> _Text segment_
━━━━━━━━━━━━━━━━━━━━━━━━━━━━━━

Sports
Karl Lindholm: Jeff Brown let his players create a winning culture

When Russ Reilly was introduced in 1997 as the new athletic director at Middlebury College after spending 19 years as the basketball coach, he announced: “The first decision I will make as the AD is to fire the men’s basketball coach!”
After a national search, Russ’s successor was selected and he was a familiar face — Jeff Brown. Russ had known him from Jeff’s Hall of Fame playing days at the University of Vermont, his nine years as the assistant coach at UVM, then as a NESCAC coaching rival at Bates College (Russ’s alma mater) for three years.
More than familiar — they were friends.
Russ became a volunteer assistant coach for Jeff, working with the big men, for 13 seasons. When Russ died in 2019, the men’s basketball position was endowed and Jeff became the first “Russell L. Reilly Head Coach of Men’s Basketball at Middlebury College.”
After spending 28 years as the Middlebury men’s coach, Jeff has now retired, at age 65, as of June 30.
So how did those 28 years go?
In a word . . . great!
It took Jeff a few years, but the program went from being competitive at best in Division III to one of the top programs in the country, year after year.
Jeff’s overall record is 457 wins against 248 losses, .648 winning percentage. He coached five all-Americans: Ben Rudin (2009), Ryan Sharry (2011, 2012), Matt St. Amour (2017, of St. Albans, Vt.), Jack Daly (2018), and Alex Sobel (2022, 2023 National Player of the Year in D3).

MIDDLEBURY COLLEGE MEN’S basketball coach Jeff Brown goes up for two points during his days playing college basketball at the University of Vermont. He was captain of the team in 1982 and inducted into the UVM Sports Hall of Fame in 1993.
Credit: UVM Photo
His Middlebury teams won 20 games nine times (playing a 24-game regular schedule), won NESCAC championships four times, and earned inclusion in the NCAA post-season tournaments 12 times, three times making it to the quarterfinals (the Elite 8) and once to the Final 4. The Panthers’ record in NCAA play is 18-12.

━━━━━━━━━━━━━━━━━━━━━━━━━━━━━━

> _Given records_
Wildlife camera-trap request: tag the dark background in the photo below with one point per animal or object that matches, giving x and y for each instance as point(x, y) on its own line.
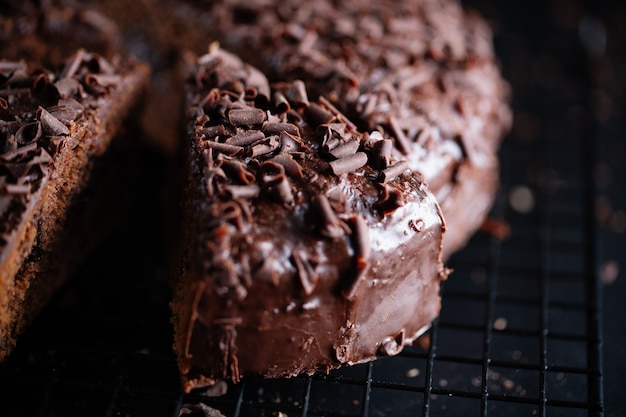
point(566, 61)
point(556, 49)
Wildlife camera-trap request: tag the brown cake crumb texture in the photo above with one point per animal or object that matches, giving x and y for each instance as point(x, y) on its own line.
point(325, 144)
point(55, 123)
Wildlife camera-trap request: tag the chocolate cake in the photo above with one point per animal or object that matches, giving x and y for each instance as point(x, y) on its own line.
point(307, 243)
point(56, 125)
point(325, 144)
point(422, 72)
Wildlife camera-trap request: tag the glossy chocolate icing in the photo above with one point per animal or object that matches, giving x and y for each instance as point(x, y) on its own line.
point(422, 72)
point(308, 244)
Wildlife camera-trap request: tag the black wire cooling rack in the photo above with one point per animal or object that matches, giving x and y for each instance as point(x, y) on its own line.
point(520, 328)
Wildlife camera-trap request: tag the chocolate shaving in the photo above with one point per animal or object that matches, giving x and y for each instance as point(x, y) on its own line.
point(102, 80)
point(296, 93)
point(266, 147)
point(393, 171)
point(246, 117)
point(245, 138)
point(68, 87)
point(290, 143)
point(345, 149)
point(317, 115)
point(28, 133)
point(381, 153)
point(389, 199)
point(229, 352)
point(51, 125)
point(236, 169)
point(213, 177)
point(402, 142)
point(278, 128)
point(281, 103)
point(361, 243)
point(211, 132)
point(331, 225)
point(292, 168)
point(349, 163)
point(305, 271)
point(242, 191)
point(225, 148)
point(340, 116)
point(63, 113)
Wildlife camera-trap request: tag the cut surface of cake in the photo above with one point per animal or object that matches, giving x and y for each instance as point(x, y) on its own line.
point(54, 126)
point(422, 72)
point(307, 243)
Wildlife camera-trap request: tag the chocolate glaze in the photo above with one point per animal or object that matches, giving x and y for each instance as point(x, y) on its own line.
point(54, 125)
point(422, 72)
point(306, 246)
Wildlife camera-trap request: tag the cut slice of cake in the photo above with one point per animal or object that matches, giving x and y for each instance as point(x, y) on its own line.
point(307, 245)
point(55, 125)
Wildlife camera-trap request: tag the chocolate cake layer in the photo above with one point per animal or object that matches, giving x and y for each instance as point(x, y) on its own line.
point(308, 244)
point(421, 72)
point(54, 126)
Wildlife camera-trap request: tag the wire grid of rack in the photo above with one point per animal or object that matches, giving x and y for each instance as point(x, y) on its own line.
point(519, 330)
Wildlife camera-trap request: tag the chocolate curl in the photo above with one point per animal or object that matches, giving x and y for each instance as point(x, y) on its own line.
point(237, 170)
point(72, 65)
point(389, 199)
point(28, 133)
point(281, 103)
point(274, 179)
point(68, 87)
point(345, 149)
point(102, 80)
point(224, 148)
point(229, 212)
point(265, 147)
point(317, 115)
point(292, 168)
point(245, 138)
point(337, 113)
point(349, 163)
point(361, 243)
point(246, 117)
point(402, 142)
point(229, 353)
point(393, 171)
point(211, 132)
point(296, 93)
point(290, 143)
point(332, 226)
point(270, 128)
point(381, 153)
point(50, 124)
point(306, 273)
point(242, 191)
point(63, 113)
point(214, 176)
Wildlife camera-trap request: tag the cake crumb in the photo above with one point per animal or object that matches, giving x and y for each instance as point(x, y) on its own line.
point(198, 408)
point(500, 323)
point(521, 199)
point(609, 272)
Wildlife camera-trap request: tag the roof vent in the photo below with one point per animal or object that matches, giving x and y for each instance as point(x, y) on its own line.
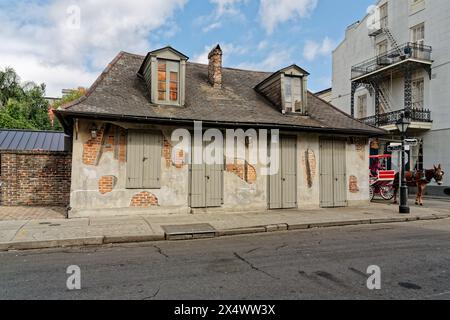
point(215, 67)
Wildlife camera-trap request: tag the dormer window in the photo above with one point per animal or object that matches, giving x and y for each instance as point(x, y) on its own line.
point(287, 89)
point(168, 81)
point(293, 93)
point(164, 72)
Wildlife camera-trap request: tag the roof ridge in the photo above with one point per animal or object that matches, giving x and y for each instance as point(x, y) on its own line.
point(231, 68)
point(96, 83)
point(31, 130)
point(344, 113)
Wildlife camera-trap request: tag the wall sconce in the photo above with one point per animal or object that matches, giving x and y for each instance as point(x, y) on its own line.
point(94, 131)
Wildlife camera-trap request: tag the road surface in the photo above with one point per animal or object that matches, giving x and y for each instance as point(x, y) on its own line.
point(414, 259)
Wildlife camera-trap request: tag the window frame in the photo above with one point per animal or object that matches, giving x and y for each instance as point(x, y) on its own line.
point(362, 113)
point(172, 67)
point(134, 162)
point(289, 79)
point(415, 91)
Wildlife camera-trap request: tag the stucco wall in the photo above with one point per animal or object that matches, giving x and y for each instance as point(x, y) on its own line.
point(358, 47)
point(99, 185)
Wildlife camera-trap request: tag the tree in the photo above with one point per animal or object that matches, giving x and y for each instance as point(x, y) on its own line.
point(23, 106)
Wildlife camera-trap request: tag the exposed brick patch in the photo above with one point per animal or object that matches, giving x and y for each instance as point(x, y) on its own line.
point(122, 145)
point(310, 164)
point(167, 154)
point(106, 184)
point(92, 148)
point(109, 138)
point(35, 178)
point(144, 200)
point(245, 171)
point(353, 184)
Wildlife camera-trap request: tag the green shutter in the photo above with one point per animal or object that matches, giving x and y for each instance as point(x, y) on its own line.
point(198, 190)
point(339, 171)
point(289, 172)
point(134, 160)
point(152, 149)
point(144, 160)
point(214, 185)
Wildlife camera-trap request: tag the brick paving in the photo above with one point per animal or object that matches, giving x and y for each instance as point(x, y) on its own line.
point(31, 213)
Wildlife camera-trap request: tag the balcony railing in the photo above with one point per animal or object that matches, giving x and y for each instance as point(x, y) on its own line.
point(415, 115)
point(407, 51)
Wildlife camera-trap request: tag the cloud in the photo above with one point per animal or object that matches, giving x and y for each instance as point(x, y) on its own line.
point(224, 7)
point(228, 49)
point(65, 45)
point(274, 12)
point(212, 26)
point(314, 49)
point(275, 60)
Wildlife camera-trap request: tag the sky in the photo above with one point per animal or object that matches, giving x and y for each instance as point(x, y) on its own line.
point(68, 43)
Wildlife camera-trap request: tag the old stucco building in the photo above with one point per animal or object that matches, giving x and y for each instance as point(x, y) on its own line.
point(395, 59)
point(123, 152)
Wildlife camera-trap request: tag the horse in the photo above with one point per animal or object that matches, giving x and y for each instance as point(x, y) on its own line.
point(420, 180)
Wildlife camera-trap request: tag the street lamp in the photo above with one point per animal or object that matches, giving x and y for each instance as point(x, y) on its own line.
point(402, 126)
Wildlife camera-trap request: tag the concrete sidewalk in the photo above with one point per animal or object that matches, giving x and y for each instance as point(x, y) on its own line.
point(39, 234)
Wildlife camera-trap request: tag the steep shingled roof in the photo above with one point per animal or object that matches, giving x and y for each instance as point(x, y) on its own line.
point(121, 93)
point(26, 140)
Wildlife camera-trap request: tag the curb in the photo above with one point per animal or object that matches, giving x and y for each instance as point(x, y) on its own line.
point(102, 240)
point(49, 244)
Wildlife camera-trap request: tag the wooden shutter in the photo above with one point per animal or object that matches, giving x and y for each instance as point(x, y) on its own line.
point(275, 194)
point(214, 185)
point(326, 174)
point(152, 151)
point(134, 160)
point(198, 190)
point(289, 172)
point(144, 160)
point(339, 174)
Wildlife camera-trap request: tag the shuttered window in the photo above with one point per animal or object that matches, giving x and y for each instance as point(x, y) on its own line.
point(144, 151)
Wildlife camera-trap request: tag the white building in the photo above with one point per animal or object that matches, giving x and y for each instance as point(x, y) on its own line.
point(397, 58)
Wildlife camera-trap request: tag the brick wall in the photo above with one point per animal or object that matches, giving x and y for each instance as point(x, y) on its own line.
point(35, 178)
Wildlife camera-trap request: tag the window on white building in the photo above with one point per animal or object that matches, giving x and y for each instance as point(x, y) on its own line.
point(362, 106)
point(418, 88)
point(418, 39)
point(416, 6)
point(384, 15)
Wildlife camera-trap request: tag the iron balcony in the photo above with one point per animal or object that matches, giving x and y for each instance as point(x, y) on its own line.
point(408, 53)
point(391, 118)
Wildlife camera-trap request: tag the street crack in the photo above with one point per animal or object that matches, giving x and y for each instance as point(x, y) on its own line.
point(251, 265)
point(161, 252)
point(153, 296)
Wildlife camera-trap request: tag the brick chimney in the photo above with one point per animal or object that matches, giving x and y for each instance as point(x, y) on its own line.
point(215, 67)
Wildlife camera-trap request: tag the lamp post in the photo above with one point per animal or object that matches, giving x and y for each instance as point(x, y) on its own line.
point(402, 126)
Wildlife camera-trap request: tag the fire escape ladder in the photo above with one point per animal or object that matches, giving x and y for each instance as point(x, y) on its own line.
point(392, 40)
point(386, 99)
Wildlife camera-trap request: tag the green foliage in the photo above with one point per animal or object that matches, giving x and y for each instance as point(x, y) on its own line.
point(23, 106)
point(73, 96)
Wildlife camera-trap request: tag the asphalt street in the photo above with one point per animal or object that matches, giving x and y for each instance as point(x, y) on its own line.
point(414, 259)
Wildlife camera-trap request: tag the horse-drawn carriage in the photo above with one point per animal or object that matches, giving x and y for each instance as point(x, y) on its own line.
point(381, 179)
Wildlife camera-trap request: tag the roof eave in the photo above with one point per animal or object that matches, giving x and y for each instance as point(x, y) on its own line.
point(67, 117)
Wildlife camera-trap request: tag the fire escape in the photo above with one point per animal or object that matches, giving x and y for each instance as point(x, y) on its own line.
point(400, 60)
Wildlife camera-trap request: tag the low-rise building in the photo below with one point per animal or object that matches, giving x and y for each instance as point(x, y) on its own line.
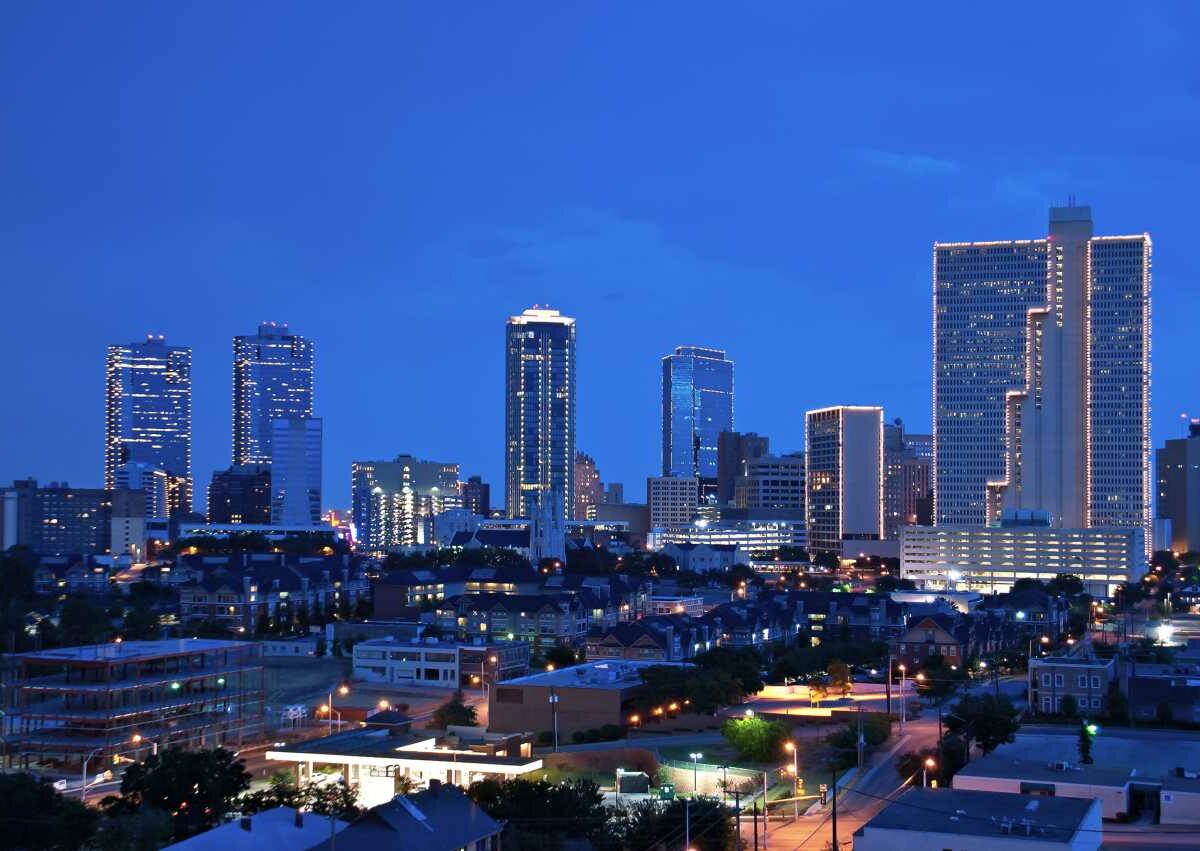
point(1085, 678)
point(441, 817)
point(585, 696)
point(439, 664)
point(540, 619)
point(936, 820)
point(125, 699)
point(1133, 774)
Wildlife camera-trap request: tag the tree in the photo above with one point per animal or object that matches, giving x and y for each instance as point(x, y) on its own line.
point(1086, 733)
point(990, 720)
point(839, 677)
point(455, 712)
point(195, 786)
point(648, 825)
point(755, 737)
point(35, 815)
point(819, 689)
point(540, 813)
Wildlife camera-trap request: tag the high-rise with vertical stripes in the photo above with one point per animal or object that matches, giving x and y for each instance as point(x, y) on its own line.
point(539, 412)
point(1042, 377)
point(148, 414)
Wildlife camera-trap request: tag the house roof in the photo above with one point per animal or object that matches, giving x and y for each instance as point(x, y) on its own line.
point(268, 829)
point(438, 819)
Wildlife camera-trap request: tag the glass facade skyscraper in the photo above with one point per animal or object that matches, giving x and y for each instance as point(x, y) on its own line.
point(1042, 378)
point(148, 417)
point(271, 379)
point(697, 406)
point(539, 411)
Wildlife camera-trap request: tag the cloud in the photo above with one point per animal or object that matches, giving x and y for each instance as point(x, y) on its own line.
point(907, 163)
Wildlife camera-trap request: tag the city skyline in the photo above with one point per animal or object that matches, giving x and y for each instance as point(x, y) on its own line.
point(658, 241)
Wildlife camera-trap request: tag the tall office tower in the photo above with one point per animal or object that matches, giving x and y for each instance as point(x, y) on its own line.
point(151, 480)
point(241, 495)
point(672, 501)
point(1177, 472)
point(906, 465)
point(1042, 377)
point(772, 481)
point(149, 414)
point(271, 379)
point(697, 406)
point(539, 417)
point(295, 471)
point(844, 475)
point(588, 489)
point(477, 496)
point(393, 502)
point(735, 450)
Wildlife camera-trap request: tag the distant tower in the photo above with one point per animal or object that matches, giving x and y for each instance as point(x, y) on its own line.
point(539, 421)
point(149, 414)
point(295, 471)
point(697, 406)
point(271, 379)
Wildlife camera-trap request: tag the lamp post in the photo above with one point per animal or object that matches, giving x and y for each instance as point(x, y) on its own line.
point(790, 747)
point(695, 771)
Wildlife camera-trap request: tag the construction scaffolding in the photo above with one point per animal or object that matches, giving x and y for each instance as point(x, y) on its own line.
point(125, 700)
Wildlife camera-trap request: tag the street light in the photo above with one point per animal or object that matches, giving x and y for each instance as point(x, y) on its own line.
point(695, 771)
point(790, 747)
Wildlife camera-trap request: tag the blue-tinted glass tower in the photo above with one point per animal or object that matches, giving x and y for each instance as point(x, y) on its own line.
point(697, 406)
point(271, 379)
point(149, 414)
point(539, 411)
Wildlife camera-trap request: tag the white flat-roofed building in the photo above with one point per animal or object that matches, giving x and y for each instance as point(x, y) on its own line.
point(441, 664)
point(934, 820)
point(991, 558)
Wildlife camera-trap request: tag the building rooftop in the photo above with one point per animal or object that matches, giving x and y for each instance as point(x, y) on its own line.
point(1117, 760)
point(985, 814)
point(135, 651)
point(597, 675)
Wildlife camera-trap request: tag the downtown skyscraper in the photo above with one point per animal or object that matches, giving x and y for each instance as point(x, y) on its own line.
point(148, 414)
point(697, 406)
point(271, 379)
point(1042, 377)
point(539, 412)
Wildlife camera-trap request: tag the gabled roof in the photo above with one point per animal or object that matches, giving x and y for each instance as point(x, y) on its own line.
point(438, 819)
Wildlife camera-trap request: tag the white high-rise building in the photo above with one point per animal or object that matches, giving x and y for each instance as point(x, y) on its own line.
point(1042, 378)
point(844, 475)
point(295, 471)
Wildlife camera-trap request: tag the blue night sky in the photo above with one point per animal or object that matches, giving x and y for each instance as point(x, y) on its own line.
point(395, 179)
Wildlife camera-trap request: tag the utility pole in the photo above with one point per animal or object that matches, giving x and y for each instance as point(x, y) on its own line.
point(834, 790)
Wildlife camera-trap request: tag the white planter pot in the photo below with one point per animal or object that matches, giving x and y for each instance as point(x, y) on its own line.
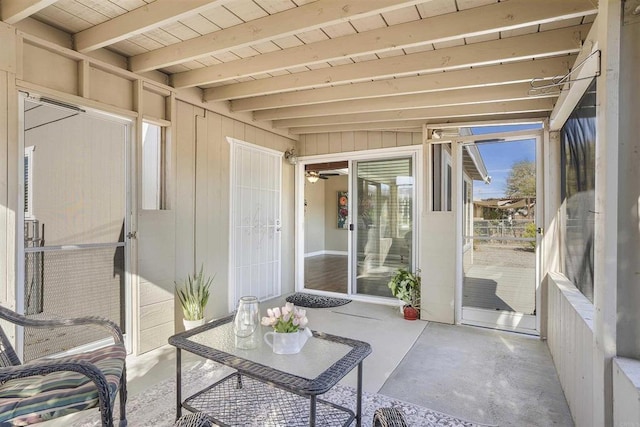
point(190, 324)
point(287, 343)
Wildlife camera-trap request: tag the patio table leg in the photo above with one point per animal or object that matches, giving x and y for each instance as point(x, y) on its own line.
point(359, 397)
point(312, 412)
point(178, 384)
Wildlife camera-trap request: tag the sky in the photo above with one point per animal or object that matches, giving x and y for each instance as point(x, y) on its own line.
point(499, 157)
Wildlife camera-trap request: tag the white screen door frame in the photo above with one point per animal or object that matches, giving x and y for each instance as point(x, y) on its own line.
point(255, 222)
point(518, 322)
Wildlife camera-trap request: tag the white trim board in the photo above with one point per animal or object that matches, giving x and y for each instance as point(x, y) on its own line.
point(325, 252)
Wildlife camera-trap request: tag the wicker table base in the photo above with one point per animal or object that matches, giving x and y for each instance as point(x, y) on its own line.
point(238, 400)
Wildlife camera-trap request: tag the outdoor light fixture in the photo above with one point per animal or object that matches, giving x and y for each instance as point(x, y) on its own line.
point(313, 176)
point(290, 156)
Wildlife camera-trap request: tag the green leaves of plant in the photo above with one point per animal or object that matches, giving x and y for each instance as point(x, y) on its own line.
point(406, 286)
point(194, 295)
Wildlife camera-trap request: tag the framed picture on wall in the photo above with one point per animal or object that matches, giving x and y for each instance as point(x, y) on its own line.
point(343, 209)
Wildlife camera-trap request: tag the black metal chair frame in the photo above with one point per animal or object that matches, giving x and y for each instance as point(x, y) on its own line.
point(12, 368)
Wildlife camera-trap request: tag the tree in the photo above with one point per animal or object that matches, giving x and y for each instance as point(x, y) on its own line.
point(521, 181)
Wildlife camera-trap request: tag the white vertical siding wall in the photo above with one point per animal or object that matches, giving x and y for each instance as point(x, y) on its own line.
point(570, 340)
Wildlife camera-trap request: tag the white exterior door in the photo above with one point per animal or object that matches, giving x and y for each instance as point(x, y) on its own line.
point(255, 238)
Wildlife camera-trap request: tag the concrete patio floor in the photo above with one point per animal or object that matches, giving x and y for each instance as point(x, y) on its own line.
point(486, 376)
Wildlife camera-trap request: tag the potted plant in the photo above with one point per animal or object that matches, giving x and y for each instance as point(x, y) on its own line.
point(193, 294)
point(405, 286)
point(289, 333)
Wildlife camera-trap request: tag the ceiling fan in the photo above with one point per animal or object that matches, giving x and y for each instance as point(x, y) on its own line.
point(320, 175)
point(314, 176)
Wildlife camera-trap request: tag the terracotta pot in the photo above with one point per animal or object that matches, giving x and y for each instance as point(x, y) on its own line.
point(410, 313)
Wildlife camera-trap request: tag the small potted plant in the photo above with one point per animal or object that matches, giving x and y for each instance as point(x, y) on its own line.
point(193, 294)
point(289, 333)
point(405, 286)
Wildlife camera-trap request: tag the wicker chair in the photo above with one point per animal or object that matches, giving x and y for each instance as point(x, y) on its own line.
point(43, 389)
point(388, 417)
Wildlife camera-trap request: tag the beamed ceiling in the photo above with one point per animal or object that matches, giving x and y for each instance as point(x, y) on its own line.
point(339, 65)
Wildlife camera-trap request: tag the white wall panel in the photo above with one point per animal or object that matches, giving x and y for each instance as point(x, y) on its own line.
point(570, 341)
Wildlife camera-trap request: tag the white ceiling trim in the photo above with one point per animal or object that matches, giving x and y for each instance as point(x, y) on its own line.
point(457, 79)
point(12, 11)
point(302, 18)
point(145, 18)
point(547, 43)
point(491, 108)
point(469, 23)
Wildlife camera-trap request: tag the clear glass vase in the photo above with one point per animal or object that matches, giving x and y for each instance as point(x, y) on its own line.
point(246, 323)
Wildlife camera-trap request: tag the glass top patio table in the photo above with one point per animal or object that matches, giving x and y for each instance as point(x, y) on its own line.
point(323, 361)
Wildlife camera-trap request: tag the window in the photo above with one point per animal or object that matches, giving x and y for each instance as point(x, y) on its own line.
point(28, 182)
point(154, 160)
point(578, 138)
point(442, 177)
point(467, 210)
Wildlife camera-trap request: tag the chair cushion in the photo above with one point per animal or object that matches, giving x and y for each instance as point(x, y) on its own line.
point(43, 397)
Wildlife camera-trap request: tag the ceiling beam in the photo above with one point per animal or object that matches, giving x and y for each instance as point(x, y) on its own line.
point(147, 17)
point(396, 124)
point(467, 23)
point(547, 43)
point(406, 126)
point(482, 76)
point(298, 19)
point(489, 108)
point(12, 11)
point(390, 103)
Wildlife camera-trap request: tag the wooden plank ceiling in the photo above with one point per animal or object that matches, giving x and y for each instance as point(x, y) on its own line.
point(339, 65)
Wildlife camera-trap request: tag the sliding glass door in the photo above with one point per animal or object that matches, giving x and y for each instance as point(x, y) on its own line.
point(382, 222)
point(356, 215)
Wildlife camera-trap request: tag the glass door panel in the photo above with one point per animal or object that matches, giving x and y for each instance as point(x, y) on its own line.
point(383, 222)
point(75, 206)
point(326, 222)
point(499, 232)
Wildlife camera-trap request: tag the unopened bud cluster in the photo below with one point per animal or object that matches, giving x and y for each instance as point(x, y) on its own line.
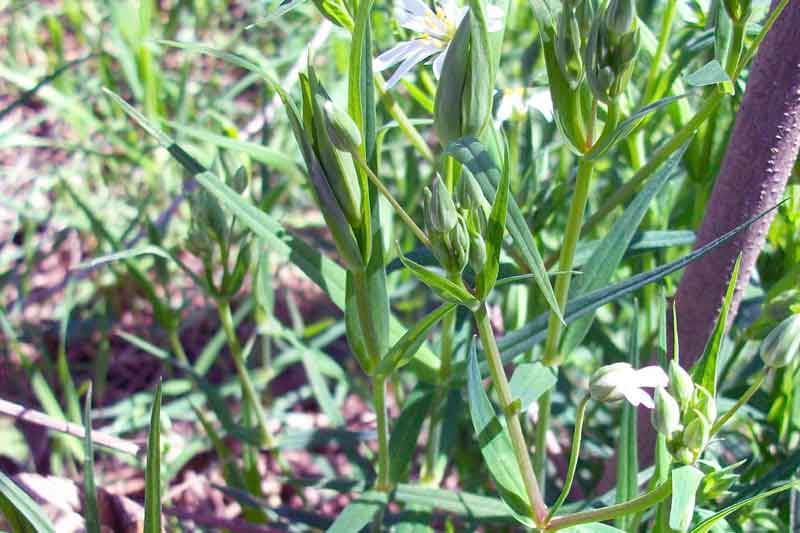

━━━━━━━━━━━━━━━━━━━━━━━━━━━━━━

> _Exercise 1_
Write out the part of the Jeff Brown article between "After a national" and "for three years.", inclusive.
> _Exercise 2_
Using the Jeff Brown article, answer these:
(a) How many years did Jeff Brown spend as the Middlebury men's coach?
(b) How many all-Americans did he coach?
(c) How many times did his Middlebury teams win NESCAC championships?

> _Solution 1_
After a national search, Russ’s successor was selected and he was a familiar face — Jeff Brown. Russ had known him from Jeff’s Hall of Fame playing days at the University of Vermont, his nine years as the assistant coach at UVM, then as a NESCAC coaching rival at Bates College (Russ’s alma mater) for three years.

> _Solution 2_
(a) 28 years
(b) Five
(c) Four times